* TEXT
··········

[ED] Temporary workers' woes - The Korea Times

ed Temporary workers’ woes

Seoul should change perception in labor policy

Ten days have passed since two men started their protests, each standing on a 2-square-meter wooden board tied to the beams of a 50-meter-high steel tower. A gust of wind could see them fall to the ground at any moment. As risky and nervy as the scene is, it symbolizes the reality of numerous temporary workers here walking on the edge.

The duo, non-regular laborers at Hyundai Motor, vow never to climb down from the electricity transmission facility until the carmaker promises to make all their 8,000 colleagues into regular, full-time staff.

Their union has turned down Hyundai’s proposal to upgrade the status of 3,000 workers by 2016, sticking to an all-or-nothing strategy and with good reason. The management’s proposal is little more than filling the void caused by the retirement of 2,500 workers this year. Instead of recruiting new, inexperienced workers, the company is repositioning skilled non-regular employees there by giving them starting salaries.

It will allow the nation’s largest and the world’s fifth largest automaker to save labor costs and solve work force problems. On the other side of the same coin, exactly the same number of unemployed people, including new college graduates, will continue to be jobless, while there will likely be a serious organizational split in the union, as the 8,000 temporary workers will fiercely compete to be included in the lucky 3,000.

And there are more than a hundred reasons to do so.

It was after the Asian financial crisis in the late 1990s that the Korean businesses, in a shift from the previous lifetime employment, started to use temporary workers, who toil full-time but on short-term, renewable contracts, often signed on their behalf by agencies called “service companies” in the form of in-house subcontracting. They do the same work as the regular, full-timers but receive about half the wages, fewer benefits and none of the legal protection against layoffs the latter have.

··········

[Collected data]
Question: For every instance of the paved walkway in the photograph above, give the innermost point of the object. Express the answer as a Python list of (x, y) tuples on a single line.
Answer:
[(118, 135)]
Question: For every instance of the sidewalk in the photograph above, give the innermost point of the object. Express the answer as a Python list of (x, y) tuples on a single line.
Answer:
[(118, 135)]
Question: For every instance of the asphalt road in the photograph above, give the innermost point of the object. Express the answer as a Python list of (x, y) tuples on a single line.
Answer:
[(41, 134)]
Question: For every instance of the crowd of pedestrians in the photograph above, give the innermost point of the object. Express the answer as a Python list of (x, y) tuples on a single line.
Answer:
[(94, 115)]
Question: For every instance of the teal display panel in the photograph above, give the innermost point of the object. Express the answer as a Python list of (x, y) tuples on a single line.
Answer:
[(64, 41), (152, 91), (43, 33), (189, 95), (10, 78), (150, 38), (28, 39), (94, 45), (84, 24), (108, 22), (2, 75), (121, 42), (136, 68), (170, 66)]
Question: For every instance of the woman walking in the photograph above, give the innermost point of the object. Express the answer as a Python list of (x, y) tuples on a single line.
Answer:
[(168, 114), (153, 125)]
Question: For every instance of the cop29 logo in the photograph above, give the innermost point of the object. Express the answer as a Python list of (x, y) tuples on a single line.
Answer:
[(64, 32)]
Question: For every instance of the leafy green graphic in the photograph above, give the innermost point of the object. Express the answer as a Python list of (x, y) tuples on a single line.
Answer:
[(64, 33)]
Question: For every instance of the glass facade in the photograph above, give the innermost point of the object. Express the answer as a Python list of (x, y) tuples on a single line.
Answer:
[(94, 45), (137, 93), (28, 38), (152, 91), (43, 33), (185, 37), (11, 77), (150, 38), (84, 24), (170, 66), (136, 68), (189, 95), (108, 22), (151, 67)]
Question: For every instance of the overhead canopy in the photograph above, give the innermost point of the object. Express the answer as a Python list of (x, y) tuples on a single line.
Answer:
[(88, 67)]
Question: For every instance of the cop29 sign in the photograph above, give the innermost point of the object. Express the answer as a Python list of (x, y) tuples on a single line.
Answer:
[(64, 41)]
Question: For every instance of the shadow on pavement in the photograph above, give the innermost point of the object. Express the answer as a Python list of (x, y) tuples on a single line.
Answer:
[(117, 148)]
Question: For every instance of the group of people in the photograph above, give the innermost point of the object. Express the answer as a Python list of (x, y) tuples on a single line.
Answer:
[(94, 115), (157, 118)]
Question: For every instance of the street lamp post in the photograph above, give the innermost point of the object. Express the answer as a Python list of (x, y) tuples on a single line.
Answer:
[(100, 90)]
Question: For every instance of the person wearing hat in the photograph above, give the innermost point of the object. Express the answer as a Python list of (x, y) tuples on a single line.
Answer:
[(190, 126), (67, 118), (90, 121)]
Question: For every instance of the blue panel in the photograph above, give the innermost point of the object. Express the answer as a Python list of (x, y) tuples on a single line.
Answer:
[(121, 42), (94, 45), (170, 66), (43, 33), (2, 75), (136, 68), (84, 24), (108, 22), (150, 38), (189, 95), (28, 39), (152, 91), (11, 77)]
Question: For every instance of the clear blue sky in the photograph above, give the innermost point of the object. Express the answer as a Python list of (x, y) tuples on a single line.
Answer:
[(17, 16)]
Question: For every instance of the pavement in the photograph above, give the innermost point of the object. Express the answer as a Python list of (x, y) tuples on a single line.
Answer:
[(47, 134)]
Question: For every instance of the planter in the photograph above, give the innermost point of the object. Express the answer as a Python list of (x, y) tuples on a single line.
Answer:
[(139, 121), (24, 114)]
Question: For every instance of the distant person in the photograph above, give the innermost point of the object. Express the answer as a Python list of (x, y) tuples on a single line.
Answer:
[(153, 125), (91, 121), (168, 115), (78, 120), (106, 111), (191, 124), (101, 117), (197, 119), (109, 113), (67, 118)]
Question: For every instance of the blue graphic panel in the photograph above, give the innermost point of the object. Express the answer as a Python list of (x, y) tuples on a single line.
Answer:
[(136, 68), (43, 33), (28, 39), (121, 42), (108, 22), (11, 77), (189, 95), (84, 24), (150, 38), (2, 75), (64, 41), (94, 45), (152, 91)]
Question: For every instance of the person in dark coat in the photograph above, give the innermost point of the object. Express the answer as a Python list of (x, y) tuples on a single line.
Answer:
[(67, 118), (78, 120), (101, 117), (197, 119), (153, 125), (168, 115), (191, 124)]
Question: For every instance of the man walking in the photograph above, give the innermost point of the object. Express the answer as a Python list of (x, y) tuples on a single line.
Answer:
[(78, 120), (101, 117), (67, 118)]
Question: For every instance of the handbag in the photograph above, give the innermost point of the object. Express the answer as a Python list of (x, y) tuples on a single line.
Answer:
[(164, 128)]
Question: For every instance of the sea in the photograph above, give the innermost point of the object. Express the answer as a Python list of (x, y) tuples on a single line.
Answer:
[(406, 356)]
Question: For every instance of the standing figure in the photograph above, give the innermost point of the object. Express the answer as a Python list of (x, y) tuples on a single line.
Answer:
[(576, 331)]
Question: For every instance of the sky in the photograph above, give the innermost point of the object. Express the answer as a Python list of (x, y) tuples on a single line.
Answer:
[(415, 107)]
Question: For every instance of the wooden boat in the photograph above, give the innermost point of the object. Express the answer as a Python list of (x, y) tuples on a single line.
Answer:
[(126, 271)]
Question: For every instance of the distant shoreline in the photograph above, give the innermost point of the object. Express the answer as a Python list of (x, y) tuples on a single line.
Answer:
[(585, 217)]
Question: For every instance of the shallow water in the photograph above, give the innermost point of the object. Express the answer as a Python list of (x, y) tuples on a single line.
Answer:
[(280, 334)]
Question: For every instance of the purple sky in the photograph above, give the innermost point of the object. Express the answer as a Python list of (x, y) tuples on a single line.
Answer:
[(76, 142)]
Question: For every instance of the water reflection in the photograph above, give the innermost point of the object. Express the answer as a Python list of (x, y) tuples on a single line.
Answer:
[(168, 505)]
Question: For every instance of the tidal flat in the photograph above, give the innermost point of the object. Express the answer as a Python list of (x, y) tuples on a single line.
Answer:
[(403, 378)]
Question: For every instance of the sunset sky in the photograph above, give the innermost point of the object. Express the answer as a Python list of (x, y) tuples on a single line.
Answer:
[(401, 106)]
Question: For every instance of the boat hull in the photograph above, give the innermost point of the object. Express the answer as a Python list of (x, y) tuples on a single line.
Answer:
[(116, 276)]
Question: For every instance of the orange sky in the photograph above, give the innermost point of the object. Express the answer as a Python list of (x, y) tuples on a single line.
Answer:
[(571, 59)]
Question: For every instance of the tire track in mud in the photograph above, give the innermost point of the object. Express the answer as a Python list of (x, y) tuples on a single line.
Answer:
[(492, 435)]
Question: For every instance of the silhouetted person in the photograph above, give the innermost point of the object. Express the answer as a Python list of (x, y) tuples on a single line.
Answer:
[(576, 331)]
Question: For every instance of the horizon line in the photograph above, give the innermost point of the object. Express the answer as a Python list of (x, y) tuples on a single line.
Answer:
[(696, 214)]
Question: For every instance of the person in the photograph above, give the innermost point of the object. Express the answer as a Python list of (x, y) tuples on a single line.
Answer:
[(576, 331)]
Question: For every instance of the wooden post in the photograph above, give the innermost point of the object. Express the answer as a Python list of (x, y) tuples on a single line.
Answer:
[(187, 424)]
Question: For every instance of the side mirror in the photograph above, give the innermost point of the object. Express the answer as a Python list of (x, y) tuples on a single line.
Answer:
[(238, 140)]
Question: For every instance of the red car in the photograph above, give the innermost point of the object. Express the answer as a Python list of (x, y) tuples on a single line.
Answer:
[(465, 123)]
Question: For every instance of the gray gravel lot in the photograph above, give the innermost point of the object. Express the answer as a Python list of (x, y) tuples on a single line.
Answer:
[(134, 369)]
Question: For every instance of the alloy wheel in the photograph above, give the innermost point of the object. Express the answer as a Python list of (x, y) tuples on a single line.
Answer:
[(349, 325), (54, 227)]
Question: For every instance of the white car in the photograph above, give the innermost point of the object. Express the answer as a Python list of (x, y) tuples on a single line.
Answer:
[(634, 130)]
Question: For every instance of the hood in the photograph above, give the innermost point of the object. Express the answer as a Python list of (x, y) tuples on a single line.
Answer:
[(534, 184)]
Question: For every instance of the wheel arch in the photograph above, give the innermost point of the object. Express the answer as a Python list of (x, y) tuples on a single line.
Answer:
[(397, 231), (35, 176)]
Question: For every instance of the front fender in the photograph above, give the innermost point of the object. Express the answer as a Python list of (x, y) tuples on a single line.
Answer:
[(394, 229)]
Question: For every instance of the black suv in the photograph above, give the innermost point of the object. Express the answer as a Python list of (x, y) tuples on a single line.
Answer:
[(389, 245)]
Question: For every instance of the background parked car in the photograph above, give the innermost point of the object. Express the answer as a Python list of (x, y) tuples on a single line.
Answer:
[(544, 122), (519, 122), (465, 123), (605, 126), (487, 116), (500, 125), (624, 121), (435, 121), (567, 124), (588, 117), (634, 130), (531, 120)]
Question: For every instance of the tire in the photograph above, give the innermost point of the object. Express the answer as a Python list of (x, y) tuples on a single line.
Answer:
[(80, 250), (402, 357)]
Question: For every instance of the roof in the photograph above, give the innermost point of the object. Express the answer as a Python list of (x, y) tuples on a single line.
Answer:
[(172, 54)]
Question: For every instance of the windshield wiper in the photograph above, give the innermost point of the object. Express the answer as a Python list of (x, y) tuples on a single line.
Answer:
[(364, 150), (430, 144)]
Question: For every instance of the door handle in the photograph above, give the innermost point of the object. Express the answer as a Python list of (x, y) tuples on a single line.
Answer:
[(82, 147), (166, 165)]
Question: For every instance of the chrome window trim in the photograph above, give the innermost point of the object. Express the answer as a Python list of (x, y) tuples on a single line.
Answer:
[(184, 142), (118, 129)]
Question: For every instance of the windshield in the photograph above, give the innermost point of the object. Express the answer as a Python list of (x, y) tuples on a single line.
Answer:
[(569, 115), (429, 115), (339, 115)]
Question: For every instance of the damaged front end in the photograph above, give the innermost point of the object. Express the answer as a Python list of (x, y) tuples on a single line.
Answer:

··········

* EXERCISES
#1 Translate this sentence from the editorial on temporary workers into French: "Ten days have passed since two men started their protests, each standing on a 2-square-meter wooden board tied to the beams of a 50-meter-high steel tower."
#2 Write the next part of the editorial on temporary workers, starting after its final sentence.

* RESPONSES
#1 Dix jours se sont écoulés depuis que deux hommes ont commencé leur manifestation, chacun debout sur une planche de bois de 2 mètres carrés attachée aux poutres d'un pylône en acier de 50 mètres de haut.

#2
In countries with rigid labor markets like Korea’s, temporary workers provide a perfect alternative for profit-minded employers, which explains why up to one third of all Korean workers have been reduced to nonregular employees, showing a higher percentage than in any other major economies, and emerging as the main culprit behind the almost incurably-polarized economy. Successive governments, especially the growth-oriented Lee Myung-bak administration, have pledged to resolve this issue but turned the other way once elected.

A recent IMF report shows there are other reasons other than humane ones for the government to change its perception in labor policy. The report on the Korean economy’s “sustainable and all-embracing growth,” forecasts the nation’s gross domestic product will grow an additional 1.1 percent a year for 10 years if only the government can solve the two-tiered labor market structure of regular and non-regular workers. We agree. That would allow Seoul to better tap into the vast female workforce, whose portion of temporary workers (42 percent) is far higher than that of their male counterparts (28 percent), and lead Korea to income- or wage-led growth.

The time has long past for the government, instead of siding with employers, to make new approaches to this social headache. It can start by bringing down the two workers.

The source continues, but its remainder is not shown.